◆ WORK TO COMPLETE: Please rewrite all of the material below with "in this practice" changed to "in this exercise" and everything else left the same.

───── GIVEN ENTRIES

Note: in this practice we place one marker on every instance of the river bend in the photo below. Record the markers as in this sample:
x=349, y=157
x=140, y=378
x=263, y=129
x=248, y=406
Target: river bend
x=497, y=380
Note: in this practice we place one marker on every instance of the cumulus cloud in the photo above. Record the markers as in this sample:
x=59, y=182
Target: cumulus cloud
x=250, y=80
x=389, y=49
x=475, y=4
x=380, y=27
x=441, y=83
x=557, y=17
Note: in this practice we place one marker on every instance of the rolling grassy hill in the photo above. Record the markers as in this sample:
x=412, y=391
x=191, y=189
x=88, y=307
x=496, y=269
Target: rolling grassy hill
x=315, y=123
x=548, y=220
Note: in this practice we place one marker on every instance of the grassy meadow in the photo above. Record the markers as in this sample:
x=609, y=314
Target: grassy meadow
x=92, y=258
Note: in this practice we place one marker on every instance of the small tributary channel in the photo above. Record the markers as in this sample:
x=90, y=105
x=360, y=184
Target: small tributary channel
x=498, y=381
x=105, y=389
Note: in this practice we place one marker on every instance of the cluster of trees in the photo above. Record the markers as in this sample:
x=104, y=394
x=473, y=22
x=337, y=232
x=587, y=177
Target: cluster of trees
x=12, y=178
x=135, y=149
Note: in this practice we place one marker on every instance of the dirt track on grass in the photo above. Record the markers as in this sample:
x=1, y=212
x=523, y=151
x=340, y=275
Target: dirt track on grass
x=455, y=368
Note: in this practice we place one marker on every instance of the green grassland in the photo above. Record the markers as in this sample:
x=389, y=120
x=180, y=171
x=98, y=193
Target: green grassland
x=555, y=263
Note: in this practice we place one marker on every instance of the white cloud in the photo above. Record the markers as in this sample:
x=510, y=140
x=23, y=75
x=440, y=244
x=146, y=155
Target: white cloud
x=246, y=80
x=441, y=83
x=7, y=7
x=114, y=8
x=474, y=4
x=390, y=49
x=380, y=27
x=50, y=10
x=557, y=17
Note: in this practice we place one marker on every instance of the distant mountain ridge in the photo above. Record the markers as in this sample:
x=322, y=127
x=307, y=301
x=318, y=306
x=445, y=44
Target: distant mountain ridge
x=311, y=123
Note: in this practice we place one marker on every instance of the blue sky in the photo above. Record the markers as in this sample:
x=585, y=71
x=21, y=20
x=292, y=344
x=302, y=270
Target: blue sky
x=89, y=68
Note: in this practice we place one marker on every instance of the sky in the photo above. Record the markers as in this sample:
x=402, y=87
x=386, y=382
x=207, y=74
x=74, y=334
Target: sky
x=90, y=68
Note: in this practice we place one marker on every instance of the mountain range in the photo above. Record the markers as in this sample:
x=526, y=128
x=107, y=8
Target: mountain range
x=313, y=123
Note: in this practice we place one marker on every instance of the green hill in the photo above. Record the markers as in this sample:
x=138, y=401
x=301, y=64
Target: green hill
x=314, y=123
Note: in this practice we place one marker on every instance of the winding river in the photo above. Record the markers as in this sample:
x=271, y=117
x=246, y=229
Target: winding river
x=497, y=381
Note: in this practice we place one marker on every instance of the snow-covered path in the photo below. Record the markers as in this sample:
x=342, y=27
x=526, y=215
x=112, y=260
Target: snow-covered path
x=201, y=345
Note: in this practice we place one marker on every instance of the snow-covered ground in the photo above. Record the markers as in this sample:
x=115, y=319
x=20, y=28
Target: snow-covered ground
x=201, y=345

──────────

◆ RESULT OF THIS EXERCISE:
Note: in this exercise we place one marker on every instance of the river bend in the photo below. Record the markers as in this sample:
x=349, y=157
x=140, y=378
x=263, y=129
x=248, y=406
Target: river bend
x=497, y=380
Note: in this exercise we place one marker on every instance of the cumulus cloud in the photo above. Record the markers as in this sample:
x=59, y=182
Target: cumulus cloud
x=250, y=80
x=389, y=49
x=475, y=4
x=380, y=27
x=441, y=83
x=557, y=17
Note: in this exercise we place one marker on every instance of the rolling grassy hill in the photo above. Record the markers as in this sample:
x=412, y=391
x=191, y=189
x=88, y=307
x=496, y=269
Target: rolling grassy hill
x=315, y=123
x=548, y=220
Note: in this exercise we place one marker on every instance of the grassy meadow in the photo above. Record the markers as in this sample:
x=609, y=314
Target: grassy meadow
x=92, y=258
Note: in this exercise we place one marker on every instance of the small tributary channel in the photo above. Record the markers as in this sample:
x=90, y=105
x=360, y=184
Target: small tributary channel
x=498, y=381
x=105, y=389
Note: in this exercise we place one marker on every instance of the cluster of trees in the photo above. Record the markers as in this sample:
x=104, y=394
x=473, y=22
x=337, y=232
x=587, y=177
Target: cluster of trees
x=12, y=178
x=135, y=149
Note: in this exercise we place one marker on every instance of the dirt track on grass in the photo above. Record the markers as in this sample:
x=1, y=212
x=523, y=151
x=340, y=275
Target: dirt track on grass
x=455, y=368
Note: in this exercise we place one marker on every instance of the green grassland in the photo above. Record the markers as in this sample:
x=389, y=120
x=180, y=171
x=98, y=193
Target: green grassland
x=555, y=263
Note: in this exercise we place one marker on every instance of the white cloud in the photo above. Record the markers as in this sample:
x=510, y=140
x=23, y=75
x=440, y=244
x=146, y=155
Target: white cloud
x=246, y=80
x=441, y=83
x=7, y=7
x=114, y=8
x=474, y=4
x=390, y=49
x=380, y=27
x=50, y=10
x=557, y=17
Note: in this exercise we place one marker on every instance of the distant mountain ridge in the photo above. Record the markers as in this sample:
x=322, y=127
x=307, y=301
x=318, y=306
x=445, y=44
Target: distant mountain ridge
x=311, y=123
Note: in this exercise we place one marker on every instance of the blue sky in the photo above. Record the markers as in this sample:
x=585, y=71
x=21, y=20
x=292, y=344
x=302, y=270
Target: blue sky
x=89, y=68
Note: in this exercise we place one marker on every instance of the sky in the photo above. Record the markers as in this sample:
x=402, y=87
x=386, y=382
x=207, y=74
x=74, y=334
Target: sky
x=90, y=68
Note: in this exercise we place one marker on every instance of the mountain range in the photo above. Record the markers as in this sample:
x=526, y=128
x=107, y=8
Target: mountain range
x=313, y=123
Note: in this exercise we place one marker on every instance of the green hill in the photo above. Record the markers as in this sample:
x=138, y=401
x=301, y=64
Target: green hill
x=314, y=123
Note: in this exercise we place one marker on every instance of the winding river in the photo above. Record the markers as in this sample:
x=271, y=117
x=246, y=229
Target: winding river
x=497, y=381
Note: in this exercise we place one marker on every instance of the snow-covered path in the photo below. Record the markers as in this sample:
x=342, y=27
x=526, y=215
x=112, y=260
Target: snow-covered path
x=201, y=345
Note: in this exercise we place one marker on every instance of the snow-covered ground in the photo above. Record the markers as in this sample:
x=115, y=319
x=20, y=28
Target: snow-covered ground
x=201, y=345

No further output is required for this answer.